== Short exercise ==
Go through the records below and copy out only the lines that contain the word "turquoise".

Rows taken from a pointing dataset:

───

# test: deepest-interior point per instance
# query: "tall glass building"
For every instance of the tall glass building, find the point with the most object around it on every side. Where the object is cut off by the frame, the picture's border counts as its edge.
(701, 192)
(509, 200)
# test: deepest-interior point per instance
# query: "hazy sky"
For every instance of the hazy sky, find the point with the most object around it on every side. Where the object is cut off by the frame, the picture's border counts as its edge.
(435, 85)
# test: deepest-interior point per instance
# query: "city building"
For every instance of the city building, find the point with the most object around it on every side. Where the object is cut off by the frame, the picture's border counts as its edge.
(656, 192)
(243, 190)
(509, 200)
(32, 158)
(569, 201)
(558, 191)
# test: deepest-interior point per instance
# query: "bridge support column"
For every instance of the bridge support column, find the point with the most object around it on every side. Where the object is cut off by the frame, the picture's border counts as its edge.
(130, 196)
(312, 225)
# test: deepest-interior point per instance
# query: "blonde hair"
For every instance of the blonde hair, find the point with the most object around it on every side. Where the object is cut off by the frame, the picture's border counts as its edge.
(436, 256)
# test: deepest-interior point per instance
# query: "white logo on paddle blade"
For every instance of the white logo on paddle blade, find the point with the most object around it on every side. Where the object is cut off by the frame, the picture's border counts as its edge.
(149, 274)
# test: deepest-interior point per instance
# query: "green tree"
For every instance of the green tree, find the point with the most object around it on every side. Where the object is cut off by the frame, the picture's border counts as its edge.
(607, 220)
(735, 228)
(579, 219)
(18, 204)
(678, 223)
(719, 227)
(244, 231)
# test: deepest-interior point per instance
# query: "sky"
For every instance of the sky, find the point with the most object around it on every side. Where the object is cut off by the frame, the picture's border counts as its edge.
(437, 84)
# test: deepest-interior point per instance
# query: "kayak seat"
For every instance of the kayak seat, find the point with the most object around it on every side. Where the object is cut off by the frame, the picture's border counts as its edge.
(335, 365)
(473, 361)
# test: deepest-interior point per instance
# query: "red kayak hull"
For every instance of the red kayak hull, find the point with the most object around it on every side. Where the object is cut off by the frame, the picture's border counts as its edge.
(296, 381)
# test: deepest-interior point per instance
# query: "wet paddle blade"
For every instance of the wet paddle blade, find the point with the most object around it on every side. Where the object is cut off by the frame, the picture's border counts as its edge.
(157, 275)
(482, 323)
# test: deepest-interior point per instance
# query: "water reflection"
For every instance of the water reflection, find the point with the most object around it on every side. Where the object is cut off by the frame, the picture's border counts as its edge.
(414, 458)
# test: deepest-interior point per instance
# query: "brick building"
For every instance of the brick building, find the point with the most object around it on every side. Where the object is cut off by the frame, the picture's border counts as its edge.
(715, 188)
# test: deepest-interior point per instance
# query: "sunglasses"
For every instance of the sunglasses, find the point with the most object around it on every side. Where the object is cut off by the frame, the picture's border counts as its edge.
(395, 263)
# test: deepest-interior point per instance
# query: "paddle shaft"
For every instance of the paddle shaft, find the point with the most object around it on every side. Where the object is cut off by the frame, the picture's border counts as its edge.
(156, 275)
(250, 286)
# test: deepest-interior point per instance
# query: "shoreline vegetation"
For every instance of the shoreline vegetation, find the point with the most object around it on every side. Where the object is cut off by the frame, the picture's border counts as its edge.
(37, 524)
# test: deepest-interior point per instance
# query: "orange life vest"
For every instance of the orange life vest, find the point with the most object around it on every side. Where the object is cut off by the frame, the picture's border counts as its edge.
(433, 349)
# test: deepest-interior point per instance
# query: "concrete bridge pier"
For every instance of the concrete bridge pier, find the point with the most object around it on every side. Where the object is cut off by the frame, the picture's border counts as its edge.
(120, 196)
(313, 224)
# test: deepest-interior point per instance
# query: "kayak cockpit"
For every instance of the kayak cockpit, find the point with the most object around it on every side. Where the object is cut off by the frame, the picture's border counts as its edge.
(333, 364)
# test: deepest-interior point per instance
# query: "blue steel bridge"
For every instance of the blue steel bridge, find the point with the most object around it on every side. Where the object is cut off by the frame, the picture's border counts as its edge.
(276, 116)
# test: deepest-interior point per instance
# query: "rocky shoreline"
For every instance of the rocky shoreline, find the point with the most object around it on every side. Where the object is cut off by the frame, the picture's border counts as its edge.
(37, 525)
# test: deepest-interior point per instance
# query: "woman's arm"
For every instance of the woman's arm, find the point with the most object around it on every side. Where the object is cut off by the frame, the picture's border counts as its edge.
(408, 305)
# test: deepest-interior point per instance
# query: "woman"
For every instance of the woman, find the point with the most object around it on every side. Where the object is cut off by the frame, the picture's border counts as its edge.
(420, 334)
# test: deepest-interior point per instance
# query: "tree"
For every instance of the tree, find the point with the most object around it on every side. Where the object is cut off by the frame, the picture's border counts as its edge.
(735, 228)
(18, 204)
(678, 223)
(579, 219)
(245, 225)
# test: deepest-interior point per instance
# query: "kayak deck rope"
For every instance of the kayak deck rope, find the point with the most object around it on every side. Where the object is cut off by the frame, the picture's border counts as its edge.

───

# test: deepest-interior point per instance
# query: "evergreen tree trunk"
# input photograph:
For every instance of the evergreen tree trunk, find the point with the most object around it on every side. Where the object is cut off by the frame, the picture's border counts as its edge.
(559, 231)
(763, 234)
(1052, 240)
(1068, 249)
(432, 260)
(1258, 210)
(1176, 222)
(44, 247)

───

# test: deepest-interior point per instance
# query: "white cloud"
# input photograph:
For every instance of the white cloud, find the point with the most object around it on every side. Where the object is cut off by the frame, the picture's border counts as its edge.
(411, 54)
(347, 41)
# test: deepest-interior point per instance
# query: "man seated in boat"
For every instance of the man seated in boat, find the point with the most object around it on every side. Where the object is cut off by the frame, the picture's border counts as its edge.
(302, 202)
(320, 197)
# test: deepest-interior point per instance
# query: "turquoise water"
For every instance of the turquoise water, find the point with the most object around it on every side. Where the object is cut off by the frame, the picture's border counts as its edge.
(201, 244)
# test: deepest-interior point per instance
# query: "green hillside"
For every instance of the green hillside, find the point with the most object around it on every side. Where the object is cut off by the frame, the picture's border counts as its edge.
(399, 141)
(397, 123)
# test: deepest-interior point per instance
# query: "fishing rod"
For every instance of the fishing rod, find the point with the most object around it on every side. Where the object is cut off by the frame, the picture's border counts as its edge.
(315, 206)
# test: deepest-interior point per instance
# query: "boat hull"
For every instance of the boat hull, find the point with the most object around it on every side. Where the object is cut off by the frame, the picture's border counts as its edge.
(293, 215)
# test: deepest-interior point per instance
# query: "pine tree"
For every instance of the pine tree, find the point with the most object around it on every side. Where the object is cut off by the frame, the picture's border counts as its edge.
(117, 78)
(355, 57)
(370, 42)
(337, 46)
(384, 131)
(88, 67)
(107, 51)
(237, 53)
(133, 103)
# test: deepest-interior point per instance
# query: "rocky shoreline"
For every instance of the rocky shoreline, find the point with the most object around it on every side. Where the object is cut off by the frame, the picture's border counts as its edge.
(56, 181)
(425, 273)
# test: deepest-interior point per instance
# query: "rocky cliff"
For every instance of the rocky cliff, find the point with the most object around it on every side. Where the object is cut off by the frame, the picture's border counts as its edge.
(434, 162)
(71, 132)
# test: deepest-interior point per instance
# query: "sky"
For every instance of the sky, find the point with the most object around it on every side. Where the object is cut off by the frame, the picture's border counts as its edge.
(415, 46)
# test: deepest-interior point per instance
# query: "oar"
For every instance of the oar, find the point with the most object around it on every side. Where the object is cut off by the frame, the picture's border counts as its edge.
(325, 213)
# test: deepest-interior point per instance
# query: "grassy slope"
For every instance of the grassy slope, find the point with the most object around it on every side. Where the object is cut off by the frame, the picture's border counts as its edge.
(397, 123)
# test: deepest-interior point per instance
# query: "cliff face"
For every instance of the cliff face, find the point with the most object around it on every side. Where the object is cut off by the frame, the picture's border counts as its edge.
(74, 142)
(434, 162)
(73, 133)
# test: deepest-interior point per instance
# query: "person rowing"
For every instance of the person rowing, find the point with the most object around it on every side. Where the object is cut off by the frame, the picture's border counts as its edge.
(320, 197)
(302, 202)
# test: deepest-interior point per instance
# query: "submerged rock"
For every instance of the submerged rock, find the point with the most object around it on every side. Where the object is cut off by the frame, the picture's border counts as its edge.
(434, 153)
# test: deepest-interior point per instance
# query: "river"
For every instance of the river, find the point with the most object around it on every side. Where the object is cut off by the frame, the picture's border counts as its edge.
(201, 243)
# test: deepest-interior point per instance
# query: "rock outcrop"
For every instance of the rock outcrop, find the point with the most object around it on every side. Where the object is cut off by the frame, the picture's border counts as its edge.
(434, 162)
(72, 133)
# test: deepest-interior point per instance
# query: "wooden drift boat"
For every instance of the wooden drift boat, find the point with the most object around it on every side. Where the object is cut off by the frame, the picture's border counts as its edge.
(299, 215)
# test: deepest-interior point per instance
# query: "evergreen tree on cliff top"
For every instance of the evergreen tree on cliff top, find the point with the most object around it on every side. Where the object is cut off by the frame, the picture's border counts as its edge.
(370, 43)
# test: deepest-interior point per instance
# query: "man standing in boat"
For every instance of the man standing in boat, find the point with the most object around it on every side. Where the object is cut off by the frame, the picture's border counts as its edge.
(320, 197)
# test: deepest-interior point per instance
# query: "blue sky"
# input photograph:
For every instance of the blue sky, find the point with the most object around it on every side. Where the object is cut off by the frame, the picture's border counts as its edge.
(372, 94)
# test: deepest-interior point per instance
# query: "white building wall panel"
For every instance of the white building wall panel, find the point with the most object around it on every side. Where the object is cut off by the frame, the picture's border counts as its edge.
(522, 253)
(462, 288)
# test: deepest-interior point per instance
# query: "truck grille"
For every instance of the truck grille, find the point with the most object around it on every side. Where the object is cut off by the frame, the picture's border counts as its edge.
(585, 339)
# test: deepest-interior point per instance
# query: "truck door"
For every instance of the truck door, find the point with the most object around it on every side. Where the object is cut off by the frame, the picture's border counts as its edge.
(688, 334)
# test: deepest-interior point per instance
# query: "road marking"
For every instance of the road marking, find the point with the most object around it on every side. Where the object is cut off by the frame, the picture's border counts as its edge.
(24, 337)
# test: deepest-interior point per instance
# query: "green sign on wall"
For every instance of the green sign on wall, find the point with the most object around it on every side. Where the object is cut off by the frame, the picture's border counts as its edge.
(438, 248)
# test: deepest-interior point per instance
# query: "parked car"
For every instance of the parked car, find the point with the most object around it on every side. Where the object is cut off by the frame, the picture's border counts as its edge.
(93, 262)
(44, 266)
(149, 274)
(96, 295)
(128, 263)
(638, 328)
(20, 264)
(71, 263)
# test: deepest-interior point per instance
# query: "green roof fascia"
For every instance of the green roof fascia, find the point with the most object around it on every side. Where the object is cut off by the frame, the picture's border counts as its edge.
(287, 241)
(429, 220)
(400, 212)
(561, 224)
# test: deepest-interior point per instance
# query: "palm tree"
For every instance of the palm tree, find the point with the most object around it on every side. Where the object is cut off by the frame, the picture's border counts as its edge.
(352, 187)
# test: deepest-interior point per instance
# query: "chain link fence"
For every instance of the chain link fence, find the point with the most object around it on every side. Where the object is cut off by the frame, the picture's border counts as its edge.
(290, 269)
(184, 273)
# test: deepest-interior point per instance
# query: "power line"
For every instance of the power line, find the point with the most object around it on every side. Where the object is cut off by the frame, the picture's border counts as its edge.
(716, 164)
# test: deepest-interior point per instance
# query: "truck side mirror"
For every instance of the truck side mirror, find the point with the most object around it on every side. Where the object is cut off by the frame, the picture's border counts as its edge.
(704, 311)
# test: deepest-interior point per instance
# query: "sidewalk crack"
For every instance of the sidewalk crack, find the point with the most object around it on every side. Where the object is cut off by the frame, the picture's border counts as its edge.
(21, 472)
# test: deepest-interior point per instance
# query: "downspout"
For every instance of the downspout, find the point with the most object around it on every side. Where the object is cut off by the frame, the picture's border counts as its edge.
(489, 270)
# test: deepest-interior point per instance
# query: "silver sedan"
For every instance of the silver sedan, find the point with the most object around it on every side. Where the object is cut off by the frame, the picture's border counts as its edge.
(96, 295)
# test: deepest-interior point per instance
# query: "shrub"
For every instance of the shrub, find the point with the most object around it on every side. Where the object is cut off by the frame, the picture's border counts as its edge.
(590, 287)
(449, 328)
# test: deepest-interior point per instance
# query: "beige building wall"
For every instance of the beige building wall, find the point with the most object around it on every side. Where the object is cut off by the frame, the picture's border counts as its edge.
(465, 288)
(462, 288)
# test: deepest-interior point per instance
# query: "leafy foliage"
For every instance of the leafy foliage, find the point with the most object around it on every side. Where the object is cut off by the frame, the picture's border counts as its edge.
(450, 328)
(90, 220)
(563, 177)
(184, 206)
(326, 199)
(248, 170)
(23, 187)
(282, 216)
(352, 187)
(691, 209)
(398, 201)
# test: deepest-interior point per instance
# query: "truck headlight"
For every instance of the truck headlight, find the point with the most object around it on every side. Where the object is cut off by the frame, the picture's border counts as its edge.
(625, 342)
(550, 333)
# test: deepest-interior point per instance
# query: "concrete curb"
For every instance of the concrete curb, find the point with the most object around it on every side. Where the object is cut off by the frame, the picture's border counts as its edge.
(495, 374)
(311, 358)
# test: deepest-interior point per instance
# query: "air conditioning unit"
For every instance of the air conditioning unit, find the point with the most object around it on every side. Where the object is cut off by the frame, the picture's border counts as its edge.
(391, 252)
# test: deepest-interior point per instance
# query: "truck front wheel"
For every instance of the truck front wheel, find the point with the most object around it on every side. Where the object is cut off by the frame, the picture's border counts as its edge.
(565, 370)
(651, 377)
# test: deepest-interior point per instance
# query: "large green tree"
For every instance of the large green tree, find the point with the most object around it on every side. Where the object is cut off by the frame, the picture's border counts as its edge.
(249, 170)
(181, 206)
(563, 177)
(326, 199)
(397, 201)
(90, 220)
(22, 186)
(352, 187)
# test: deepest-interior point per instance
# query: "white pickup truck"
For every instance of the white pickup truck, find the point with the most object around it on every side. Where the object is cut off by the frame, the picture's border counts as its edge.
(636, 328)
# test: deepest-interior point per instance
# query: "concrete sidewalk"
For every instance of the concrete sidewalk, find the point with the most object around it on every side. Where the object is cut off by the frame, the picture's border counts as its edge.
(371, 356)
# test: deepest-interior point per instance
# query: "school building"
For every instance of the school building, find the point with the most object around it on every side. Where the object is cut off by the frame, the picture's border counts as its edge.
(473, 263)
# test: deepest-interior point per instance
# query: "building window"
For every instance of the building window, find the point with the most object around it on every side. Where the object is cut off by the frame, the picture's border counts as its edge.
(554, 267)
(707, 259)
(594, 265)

───

== Solution to this task ==
# query: "turquoise water"
For every instance of the turquoise water, find the point with the most object around it on every side. Where the object is cut off by the frame, the picture's border counts as its edge.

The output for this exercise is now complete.